━━━ RAW RECORDS ━━━

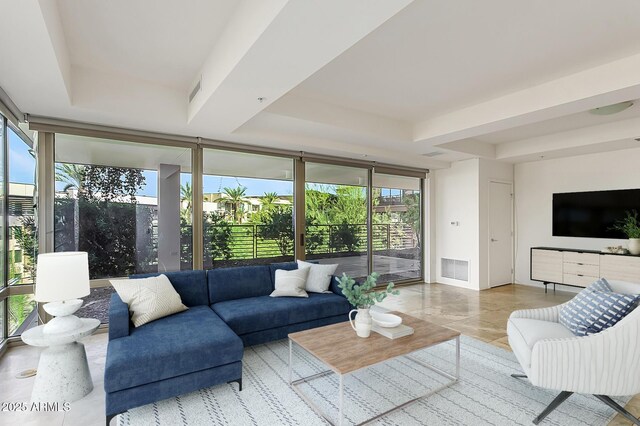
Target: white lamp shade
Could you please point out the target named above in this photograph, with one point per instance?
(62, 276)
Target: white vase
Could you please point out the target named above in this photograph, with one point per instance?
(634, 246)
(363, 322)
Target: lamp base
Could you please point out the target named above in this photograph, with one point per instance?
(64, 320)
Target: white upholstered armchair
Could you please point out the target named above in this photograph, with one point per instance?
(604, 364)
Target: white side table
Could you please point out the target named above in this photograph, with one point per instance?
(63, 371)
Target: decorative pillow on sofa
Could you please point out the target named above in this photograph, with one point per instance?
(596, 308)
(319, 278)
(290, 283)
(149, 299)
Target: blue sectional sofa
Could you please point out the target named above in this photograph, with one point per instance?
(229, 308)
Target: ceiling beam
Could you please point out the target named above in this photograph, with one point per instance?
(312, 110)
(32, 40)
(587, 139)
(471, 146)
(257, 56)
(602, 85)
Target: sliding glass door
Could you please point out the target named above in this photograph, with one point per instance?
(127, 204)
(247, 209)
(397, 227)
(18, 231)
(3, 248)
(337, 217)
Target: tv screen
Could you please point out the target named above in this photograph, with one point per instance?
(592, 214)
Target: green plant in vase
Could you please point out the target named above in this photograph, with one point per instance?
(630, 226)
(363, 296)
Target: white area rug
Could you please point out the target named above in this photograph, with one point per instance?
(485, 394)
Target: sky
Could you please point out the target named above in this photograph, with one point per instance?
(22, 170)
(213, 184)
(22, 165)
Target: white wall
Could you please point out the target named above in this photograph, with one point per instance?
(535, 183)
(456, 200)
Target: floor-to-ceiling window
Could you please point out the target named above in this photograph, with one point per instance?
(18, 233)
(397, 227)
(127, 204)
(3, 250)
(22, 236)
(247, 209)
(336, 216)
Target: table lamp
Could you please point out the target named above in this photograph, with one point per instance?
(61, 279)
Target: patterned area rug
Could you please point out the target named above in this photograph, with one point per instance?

━━━
━━━ RAW RECORDS ━━━

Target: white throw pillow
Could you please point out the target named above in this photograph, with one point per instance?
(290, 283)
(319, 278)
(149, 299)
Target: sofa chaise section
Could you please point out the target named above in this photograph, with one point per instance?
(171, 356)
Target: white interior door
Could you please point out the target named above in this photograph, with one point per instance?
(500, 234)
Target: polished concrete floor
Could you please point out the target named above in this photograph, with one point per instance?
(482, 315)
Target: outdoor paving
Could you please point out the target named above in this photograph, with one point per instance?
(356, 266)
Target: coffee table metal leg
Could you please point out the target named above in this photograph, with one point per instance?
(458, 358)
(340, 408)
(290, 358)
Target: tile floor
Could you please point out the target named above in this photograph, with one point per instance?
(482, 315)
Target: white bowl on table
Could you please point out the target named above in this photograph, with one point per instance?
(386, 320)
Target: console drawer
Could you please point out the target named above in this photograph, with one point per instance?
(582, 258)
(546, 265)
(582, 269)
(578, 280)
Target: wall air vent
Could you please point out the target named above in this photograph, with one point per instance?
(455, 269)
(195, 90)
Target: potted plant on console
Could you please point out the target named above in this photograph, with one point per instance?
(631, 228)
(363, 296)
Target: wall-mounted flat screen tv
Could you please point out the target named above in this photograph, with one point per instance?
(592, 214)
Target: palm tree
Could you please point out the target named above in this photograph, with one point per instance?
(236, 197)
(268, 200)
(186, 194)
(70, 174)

━━━

GIVEN EXERCISE: Collect every line of the entries above that contains the word "wall".

WRITTEN SOLUTION:
Target: white wall
Target: wall air vent
Target: wall-mounted flat screen tv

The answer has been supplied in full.